[TEXT SECTION]:
# # #
Deferred gifts are often called "planned gifts" because they
are integrally connected to financial and/or estate plans. They range
in size from smaller bequests to multi-million dollar trusts. They are
called deferred gifts because even though they are given today, the benefits
by ABAC will not be realized until sometime in the future.
Estate
Gifts Estate gifts are those gifts normally associated
with your Will or final distribution of your estate. Estate gifts may
be a few hundred dollars or millions of dollars. Like all other gifts they
may be "unrestricted" for use where need is greatest within the college, or
"restricted" to a particular program, scholarship, or area. Your
estate gift allows your assets to continue helping ABAC long after you are
gone.
Estate gifts are typically the largest gifts to the
college and are made up of the following:
Charitable
Gift Annuities include Annuity Trusts and Unitrusts. These allow
you to avoid taxes on capital gains and reduce estate taxes.
Life Estate Agreements
allow you to give your home or farm to ABAC, but retain the right to
occupy and use the property for life.
Bequests, or gifts by Will, are popular
options for those who want to provide for ABAC in the future.
Life Insurance Policies
are ways to make a significant gift to ABAC. Paid-up policies
and policies in progress are accepted.
Charitable Gift Annuity
A Charitable Gift Annuity is a simple agreement between you and the ABAC
Foundation designating a gift for ABAC. In exchange for your gift
of cash, securities, or certain types of other assets (possibly real
estate or timber rights), the ABAC Foundation will agree to make fixed,
periodic payments to you and/or another beneficiary for life. A
portion of the payment to you may be tax-free, or taxed at the more
favorable rate for taxes on capital gains. You will be entitled to
an immediate federal income tax deduction for a portion of your gift.
The amount of the deduction will be based upon the amount of the gift,
your age and/or another beneficiary, and the annuity payment rate.
When the gift annuity ends, its remaining principal passes to the ABAC
Foundation to be used per your designation with the college.
Charitable Remainder
Trusts
There are two main types of charitable remainder trusts:
Annuity Trusts and Unitrusts. With both types of
trusts, you receive a charitable contribution income tax deduction based
on your life expectancy, you avoid taxes on capital gains on the sale of
appreciated securities or real estate, and you reduce potential estate
taxes. The main difference between the two types of charitable
remainder trusts is the way your annual income from the trust is
determined.
Charitable Remainder Unitrusts allow you to
transfer cash, securities, or other property to a trust and are
usually created with assets worth $250,000 or more. The assets
given to charitable remainder unitrusts are valued each year,
allowing for a variable payout from year to year, in contrast to the
fixed dollar amount payout from the annuity trust. The
unitrust is often used when inflation and its effect on the future
purchasing power of a fixed income is a concern and you want to
benefit you and/or another beneficiary for life.
Charitable Remainder Trusts and Life Insurance
Trusts (Wealth Replacement Trusts) offer a combination of a
trust and life insurance. The charitable remainder trust
provides lifetime benefits to you, the donor, and then after death
to the college. The life insurance trust replaces to your
heirs the asset value given to charity and may increase your heirs'
net inheritance over what they would have received had you not made
the charitable gift.
Life Estate
Agreements (Retained Life Estates)
# # #
[ACTIONS TO TAKE]:
(a) Rewrite the passage of the deferred gifts text that opens with "Charitable Remainder Trusts and" and closes with "the charitable gift.", changing "donor" to "giver".
(b) Carry the deferred gifts text on from its last line.
The entries below play no part in what is asked.

[MATERIAL SHOWN]:
# # #
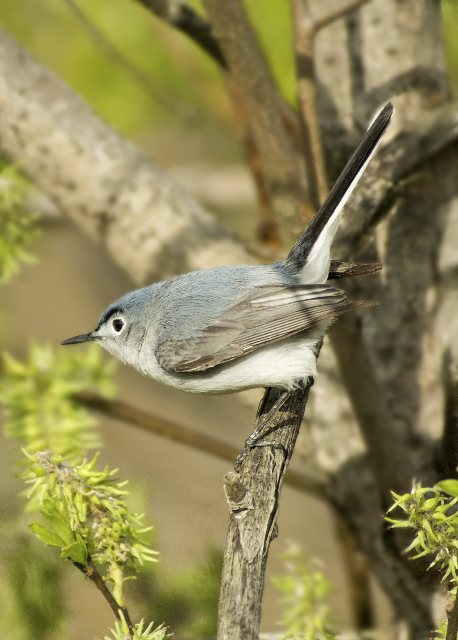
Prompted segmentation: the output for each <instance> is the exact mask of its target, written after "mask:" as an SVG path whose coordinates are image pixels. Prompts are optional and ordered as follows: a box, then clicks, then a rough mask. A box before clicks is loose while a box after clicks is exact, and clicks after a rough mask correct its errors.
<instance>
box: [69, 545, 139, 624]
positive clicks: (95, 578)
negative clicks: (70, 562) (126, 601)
mask: <svg viewBox="0 0 458 640" xmlns="http://www.w3.org/2000/svg"><path fill="white" fill-rule="evenodd" d="M73 564H74V565H75V567H76V568H77V569H79V570H80V571H81V573H84V575H85V576H86V577H87V578H88V579H89V580H90V581H91V582H93V583H94V584H95V586H96V587H97V589H98V590H99V591H100V593H101V594H102V595H103V597H104V598H105V600H106V601H107V602H108V604H109V605H110V607H111V610H112V611H113V613H114V614H115V616H116V619H117V620H121V616H120V615H119V612H120V611H122V614H123V616H124V618H125V620H126V623H127V626H128V627H129V631H130V632H131V635H132V637H133V634H132V632H133V628H134V627H133V624H132V622H131V620H130V616H129V612H128V611H127V609H126V607H121V606H120V605H119V604H118V603H117V602H116V600H115V599H114V597H113V594H112V593H111V591H110V590H109V589H108V587H107V585H106V582H105V581H104V580H103V578H102V576H101V575H100V573H99V572H98V571H97V568H96V566H95V564H94V561H93V560H92V558H91V557H90V556H88V566H87V567H85V566H84V565H82V564H80V563H79V562H73Z"/></svg>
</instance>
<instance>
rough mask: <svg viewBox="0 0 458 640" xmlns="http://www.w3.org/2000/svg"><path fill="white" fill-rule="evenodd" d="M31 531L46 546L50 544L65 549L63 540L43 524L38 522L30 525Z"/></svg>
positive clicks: (55, 533) (56, 533)
mask: <svg viewBox="0 0 458 640" xmlns="http://www.w3.org/2000/svg"><path fill="white" fill-rule="evenodd" d="M29 529H30V530H31V531H33V533H34V534H35V535H36V536H37V538H39V539H40V540H41V541H42V542H44V543H45V544H49V545H51V546H52V547H61V548H62V547H65V542H64V541H63V540H62V538H61V537H60V536H59V535H58V534H57V533H55V532H54V531H51V530H50V529H47V528H46V527H44V526H43V525H42V524H38V523H37V522H35V523H33V524H29Z"/></svg>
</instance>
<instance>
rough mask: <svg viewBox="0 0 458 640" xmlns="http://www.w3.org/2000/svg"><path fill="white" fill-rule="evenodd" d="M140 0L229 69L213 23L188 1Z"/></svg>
mask: <svg viewBox="0 0 458 640" xmlns="http://www.w3.org/2000/svg"><path fill="white" fill-rule="evenodd" d="M138 1H139V2H140V4H142V5H143V6H144V7H146V8H147V9H148V10H149V11H151V12H152V13H154V15H155V16H157V17H158V18H160V19H161V20H163V21H164V22H166V23H167V24H169V25H170V26H171V27H174V28H175V29H179V30H180V31H182V32H183V33H185V34H186V35H187V36H188V37H189V38H191V40H192V41H193V42H194V43H195V44H196V45H197V46H198V47H200V48H201V49H203V50H204V51H205V52H206V53H208V54H209V55H210V56H211V57H212V58H213V60H215V62H217V63H218V64H219V65H220V66H221V67H222V68H223V69H227V62H226V59H225V57H224V54H223V52H222V51H221V47H220V46H219V43H218V41H217V40H216V38H215V37H214V36H213V33H212V28H211V25H210V24H209V23H208V22H207V21H206V20H204V18H202V17H201V16H200V15H199V14H198V13H197V12H196V11H195V10H194V9H193V8H192V7H190V6H189V5H188V4H187V3H186V2H169V0H138Z"/></svg>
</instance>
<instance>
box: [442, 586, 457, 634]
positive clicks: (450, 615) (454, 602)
mask: <svg viewBox="0 0 458 640" xmlns="http://www.w3.org/2000/svg"><path fill="white" fill-rule="evenodd" d="M446 611H447V619H448V626H447V635H446V636H445V640H456V639H457V637H458V601H457V597H456V596H455V599H454V600H453V602H451V603H450V604H448V605H447V607H446Z"/></svg>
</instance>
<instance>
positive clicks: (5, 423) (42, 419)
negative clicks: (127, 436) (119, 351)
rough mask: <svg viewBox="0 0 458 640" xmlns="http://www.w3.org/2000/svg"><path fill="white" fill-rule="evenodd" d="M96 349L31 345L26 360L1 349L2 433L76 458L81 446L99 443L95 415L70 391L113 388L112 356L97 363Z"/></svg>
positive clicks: (1, 395)
mask: <svg viewBox="0 0 458 640" xmlns="http://www.w3.org/2000/svg"><path fill="white" fill-rule="evenodd" d="M100 351H101V350H100V349H99V348H98V347H97V346H96V345H91V346H90V347H89V348H88V349H87V350H86V351H79V350H76V349H74V350H70V349H68V350H65V349H60V348H58V349H53V348H51V347H50V346H44V347H43V346H40V345H37V344H34V345H32V346H31V348H30V351H29V358H28V361H27V362H20V361H19V360H16V359H15V358H13V357H12V356H11V355H8V354H3V362H4V372H3V375H2V377H1V379H0V403H2V404H3V405H5V409H4V417H5V433H6V435H8V436H11V437H14V438H17V439H18V440H19V442H20V443H21V445H22V447H23V448H24V449H25V450H26V451H29V452H34V451H45V450H48V449H50V450H51V451H53V453H54V454H56V455H62V456H66V457H67V458H68V459H69V460H71V461H74V462H80V461H81V459H82V457H83V456H84V452H85V450H86V449H94V448H95V447H98V446H100V442H99V438H98V436H97V434H96V432H95V431H94V426H95V424H96V422H95V419H94V418H93V417H92V415H91V414H90V413H89V411H88V410H87V409H85V408H84V407H83V406H82V405H81V404H78V402H77V401H76V400H75V398H74V395H75V394H76V393H79V392H80V391H84V390H87V389H91V390H94V391H98V392H99V393H101V394H102V395H104V396H111V395H113V393H114V384H113V381H112V375H113V372H114V369H115V366H116V364H115V361H114V360H109V361H108V362H102V358H101V353H100Z"/></svg>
# # #
[ANSWERS FOR THIS EXERCISE]:
(a)
Charitable Remainder Trusts and Life Insurance
Trusts (Wealth Replacement Trusts) offer a combination of a
trust and life insurance. The charitable remainder trust
provides lifetime benefits to you, the giver, and then after death
to the college. The life insurance trust replaces to your
heirs the asset value given to charity and may increase your heirs'
net inheritance over what they would have received had you not made
the charitable gift.

(b)
A life estate agreement allows you to give your home and/or farm
to the college today, but retain the right to live in the home or use
the farm for life. You may also stipulate that your spouse may
continue to live there for his/her lifetime. You receive an
immediate income tax deduction based upon your age(s) and the useful
life of the property, and you remove the home and/or farm value from
your estate. However, you must continue to maintain the property,
insure it, and pay property taxes. After your death, the ABAC
Foundation becomes owner of the property and may utilize the property to
support college-related purposes or sell the property to generate funds
to support the college.
Bequests (Gifts by Will)
A bequest may be particularly attractive as a gift
option if you want to provide for the college in the future. Bequests
may be designated to the college program of your choosing or used where
the need is greatest within the college.
"Specific" bequests are most common. You leave
a specific amount of money, a specific asset, or a specific percentage
of your estate to support the college.
"Residual" bequests go to support the college
only after all debts, expenses, taxes, and other bequests have been
paid.
"Contingent" bequests are ways for you to
support the college even if you have young children. The contingent
bequest takes effect only when all other bequests are exhausted.
Life Insurance Policies Two forms of life insurance are typically donated:
paid-up whole and universal life insurance policies, and newly
issued whole and universal life insurance policies. A paid-up policy
has a cash value that may be used immediately if necessary to support
the college.
Taking out a new whole life or universal life
insurance policy is one way to make a significant gift to the college.
The policy may be structured such that you only pay premiums for
approximately ten years and each year's premium payment is
tax-deductible.
Newly issued whole and universal life insurance
policies usually have little or no cash value. Therefore, they provide
no benefits until significant cash value builds within the policy or the
insured passes away.
For all whole and universal life insurance policies,
you should name the ABAC Foundation as both owner and
beneficiary. Return to Top
Life Income Gifts Life Income Gifts are often referred to as
the gift that gives back to you. You may make a gift of cash,
securities, and/or real estate to the college and retain the right to
receive income from those assets for as long as you live. At your
death and/or the death of the last beneficiary, the college receives the
remaining principal to be used as you have indicated. Life income
gifts provide either an income or the use of some asset for the duration of
your life.
Life income gifts are made up of the following:
Pooled Income Funds allow you
to give away assets while retaining the right to receive interest
income.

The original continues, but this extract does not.